[Referring expression data]

↓

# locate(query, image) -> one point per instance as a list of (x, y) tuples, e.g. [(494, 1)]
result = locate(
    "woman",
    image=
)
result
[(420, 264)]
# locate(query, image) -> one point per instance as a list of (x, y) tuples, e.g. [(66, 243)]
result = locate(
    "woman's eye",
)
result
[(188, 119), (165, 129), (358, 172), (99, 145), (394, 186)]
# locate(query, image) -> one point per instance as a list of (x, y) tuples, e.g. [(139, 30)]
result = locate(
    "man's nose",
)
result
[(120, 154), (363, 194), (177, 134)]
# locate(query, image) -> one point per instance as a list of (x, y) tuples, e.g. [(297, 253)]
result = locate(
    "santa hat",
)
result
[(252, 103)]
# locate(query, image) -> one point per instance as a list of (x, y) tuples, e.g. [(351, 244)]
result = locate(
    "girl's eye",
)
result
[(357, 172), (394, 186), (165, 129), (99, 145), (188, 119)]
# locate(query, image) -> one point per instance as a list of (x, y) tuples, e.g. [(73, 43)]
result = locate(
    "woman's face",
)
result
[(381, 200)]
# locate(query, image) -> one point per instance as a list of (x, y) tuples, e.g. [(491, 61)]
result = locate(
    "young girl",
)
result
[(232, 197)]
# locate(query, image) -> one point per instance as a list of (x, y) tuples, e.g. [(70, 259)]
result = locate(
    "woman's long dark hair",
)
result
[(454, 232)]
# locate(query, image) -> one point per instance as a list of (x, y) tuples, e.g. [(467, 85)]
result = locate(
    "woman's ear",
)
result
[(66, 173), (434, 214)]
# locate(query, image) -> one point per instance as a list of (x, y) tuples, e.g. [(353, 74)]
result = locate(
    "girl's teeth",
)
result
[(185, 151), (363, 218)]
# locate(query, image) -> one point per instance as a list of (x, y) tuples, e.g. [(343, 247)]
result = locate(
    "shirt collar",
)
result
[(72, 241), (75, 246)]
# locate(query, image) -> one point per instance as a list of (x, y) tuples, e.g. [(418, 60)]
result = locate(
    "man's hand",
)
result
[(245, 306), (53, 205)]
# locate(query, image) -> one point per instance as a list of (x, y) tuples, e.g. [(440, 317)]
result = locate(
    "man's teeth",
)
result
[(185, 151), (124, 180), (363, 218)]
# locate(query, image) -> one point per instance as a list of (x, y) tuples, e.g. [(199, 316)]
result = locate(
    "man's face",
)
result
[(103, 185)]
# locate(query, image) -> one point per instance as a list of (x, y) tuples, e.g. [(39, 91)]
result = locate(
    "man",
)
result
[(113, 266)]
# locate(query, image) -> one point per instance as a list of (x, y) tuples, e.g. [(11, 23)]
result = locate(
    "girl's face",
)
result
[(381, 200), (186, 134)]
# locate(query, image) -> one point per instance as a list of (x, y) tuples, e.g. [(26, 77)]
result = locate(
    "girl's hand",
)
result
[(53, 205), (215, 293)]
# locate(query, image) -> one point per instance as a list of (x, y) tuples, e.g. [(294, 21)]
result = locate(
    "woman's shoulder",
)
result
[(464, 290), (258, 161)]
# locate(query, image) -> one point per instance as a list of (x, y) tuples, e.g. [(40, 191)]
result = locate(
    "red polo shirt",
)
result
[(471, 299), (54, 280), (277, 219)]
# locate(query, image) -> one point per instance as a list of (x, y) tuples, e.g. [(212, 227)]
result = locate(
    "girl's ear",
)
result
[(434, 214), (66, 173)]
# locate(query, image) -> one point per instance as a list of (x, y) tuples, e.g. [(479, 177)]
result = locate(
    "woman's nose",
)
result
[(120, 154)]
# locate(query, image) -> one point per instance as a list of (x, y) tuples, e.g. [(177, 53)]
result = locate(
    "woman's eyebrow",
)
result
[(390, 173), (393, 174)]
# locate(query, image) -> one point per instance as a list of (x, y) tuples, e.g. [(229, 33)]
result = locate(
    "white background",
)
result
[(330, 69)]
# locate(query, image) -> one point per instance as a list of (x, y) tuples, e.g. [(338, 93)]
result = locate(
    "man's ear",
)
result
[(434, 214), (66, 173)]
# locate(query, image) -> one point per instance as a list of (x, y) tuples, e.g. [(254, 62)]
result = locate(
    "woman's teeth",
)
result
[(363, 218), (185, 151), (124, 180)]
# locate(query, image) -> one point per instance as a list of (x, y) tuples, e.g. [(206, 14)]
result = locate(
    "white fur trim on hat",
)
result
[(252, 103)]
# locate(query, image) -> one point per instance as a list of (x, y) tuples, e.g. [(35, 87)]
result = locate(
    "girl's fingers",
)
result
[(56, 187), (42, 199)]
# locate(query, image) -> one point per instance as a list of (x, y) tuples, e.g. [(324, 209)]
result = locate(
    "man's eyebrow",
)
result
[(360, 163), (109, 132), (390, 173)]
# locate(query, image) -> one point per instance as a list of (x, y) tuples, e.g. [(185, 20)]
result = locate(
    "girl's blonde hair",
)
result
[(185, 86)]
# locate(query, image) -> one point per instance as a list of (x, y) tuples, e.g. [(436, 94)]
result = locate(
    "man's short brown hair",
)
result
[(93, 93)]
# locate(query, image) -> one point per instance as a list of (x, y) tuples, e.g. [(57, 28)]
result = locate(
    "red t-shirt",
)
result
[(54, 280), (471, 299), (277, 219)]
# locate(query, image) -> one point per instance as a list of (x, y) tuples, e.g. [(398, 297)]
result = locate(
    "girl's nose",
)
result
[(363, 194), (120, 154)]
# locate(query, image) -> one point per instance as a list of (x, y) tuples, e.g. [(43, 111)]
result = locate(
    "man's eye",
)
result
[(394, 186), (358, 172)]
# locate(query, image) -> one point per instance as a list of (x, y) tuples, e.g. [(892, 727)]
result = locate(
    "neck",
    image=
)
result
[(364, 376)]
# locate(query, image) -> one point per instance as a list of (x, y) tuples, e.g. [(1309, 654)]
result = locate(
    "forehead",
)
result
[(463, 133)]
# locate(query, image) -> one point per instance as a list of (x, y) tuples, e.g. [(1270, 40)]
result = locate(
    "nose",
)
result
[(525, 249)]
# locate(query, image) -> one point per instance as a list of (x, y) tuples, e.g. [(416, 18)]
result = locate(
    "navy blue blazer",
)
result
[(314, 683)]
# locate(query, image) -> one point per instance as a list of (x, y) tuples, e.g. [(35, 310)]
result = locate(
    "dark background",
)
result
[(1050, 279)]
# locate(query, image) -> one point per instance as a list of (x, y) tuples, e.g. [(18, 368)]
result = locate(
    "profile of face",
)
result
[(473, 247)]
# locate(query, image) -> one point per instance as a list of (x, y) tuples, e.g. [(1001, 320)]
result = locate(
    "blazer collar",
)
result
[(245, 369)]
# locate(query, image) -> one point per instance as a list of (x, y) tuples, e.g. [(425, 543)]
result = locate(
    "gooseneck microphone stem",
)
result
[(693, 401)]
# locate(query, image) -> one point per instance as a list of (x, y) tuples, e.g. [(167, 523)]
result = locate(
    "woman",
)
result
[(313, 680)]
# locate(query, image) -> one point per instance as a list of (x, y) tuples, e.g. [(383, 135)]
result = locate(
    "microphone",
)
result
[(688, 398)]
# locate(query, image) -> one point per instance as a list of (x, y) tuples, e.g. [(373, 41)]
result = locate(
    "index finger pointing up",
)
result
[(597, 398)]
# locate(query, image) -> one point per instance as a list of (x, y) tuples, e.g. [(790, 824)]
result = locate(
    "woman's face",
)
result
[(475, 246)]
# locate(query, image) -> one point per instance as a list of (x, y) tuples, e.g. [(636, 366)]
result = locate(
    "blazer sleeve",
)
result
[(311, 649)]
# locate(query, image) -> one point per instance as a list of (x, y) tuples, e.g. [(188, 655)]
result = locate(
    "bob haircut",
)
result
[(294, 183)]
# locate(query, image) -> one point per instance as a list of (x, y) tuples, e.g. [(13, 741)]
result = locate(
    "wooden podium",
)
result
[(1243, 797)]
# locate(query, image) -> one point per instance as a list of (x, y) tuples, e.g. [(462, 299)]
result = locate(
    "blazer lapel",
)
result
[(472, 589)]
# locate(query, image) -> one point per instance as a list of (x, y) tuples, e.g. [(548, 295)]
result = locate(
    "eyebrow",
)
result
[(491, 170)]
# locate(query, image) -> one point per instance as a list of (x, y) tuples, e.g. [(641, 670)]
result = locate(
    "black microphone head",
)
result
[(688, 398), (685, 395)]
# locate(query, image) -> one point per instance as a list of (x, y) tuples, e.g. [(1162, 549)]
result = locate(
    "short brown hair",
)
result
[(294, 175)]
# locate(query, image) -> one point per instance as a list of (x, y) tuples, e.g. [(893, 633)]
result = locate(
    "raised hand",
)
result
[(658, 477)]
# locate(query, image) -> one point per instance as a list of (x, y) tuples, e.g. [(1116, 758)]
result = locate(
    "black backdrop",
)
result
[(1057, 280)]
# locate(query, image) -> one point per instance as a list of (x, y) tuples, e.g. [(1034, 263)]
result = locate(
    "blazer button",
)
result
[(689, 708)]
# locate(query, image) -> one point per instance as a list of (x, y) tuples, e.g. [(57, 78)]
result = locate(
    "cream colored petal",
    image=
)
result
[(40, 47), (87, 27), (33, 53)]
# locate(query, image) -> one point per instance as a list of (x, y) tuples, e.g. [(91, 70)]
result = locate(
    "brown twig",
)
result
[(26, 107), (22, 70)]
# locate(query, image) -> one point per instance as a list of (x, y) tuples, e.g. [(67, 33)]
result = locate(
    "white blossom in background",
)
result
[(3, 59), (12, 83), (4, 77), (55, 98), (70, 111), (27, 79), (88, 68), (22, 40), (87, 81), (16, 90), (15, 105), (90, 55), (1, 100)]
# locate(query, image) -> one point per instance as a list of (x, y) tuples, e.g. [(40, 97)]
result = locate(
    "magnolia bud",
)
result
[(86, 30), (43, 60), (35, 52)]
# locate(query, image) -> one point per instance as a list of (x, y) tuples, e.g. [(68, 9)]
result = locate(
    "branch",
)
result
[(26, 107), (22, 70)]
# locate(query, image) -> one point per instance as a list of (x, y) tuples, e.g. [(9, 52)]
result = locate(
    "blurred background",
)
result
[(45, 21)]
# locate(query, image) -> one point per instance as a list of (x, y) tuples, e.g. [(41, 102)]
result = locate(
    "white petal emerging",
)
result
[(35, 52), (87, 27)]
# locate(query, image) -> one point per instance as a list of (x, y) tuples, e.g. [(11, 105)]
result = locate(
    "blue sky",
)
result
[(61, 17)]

↑

» Brief:
Search each line of the data above for "black", and copy the lines where it occurs.

» Solved problem:
    "black microphone head",
    "black backdrop",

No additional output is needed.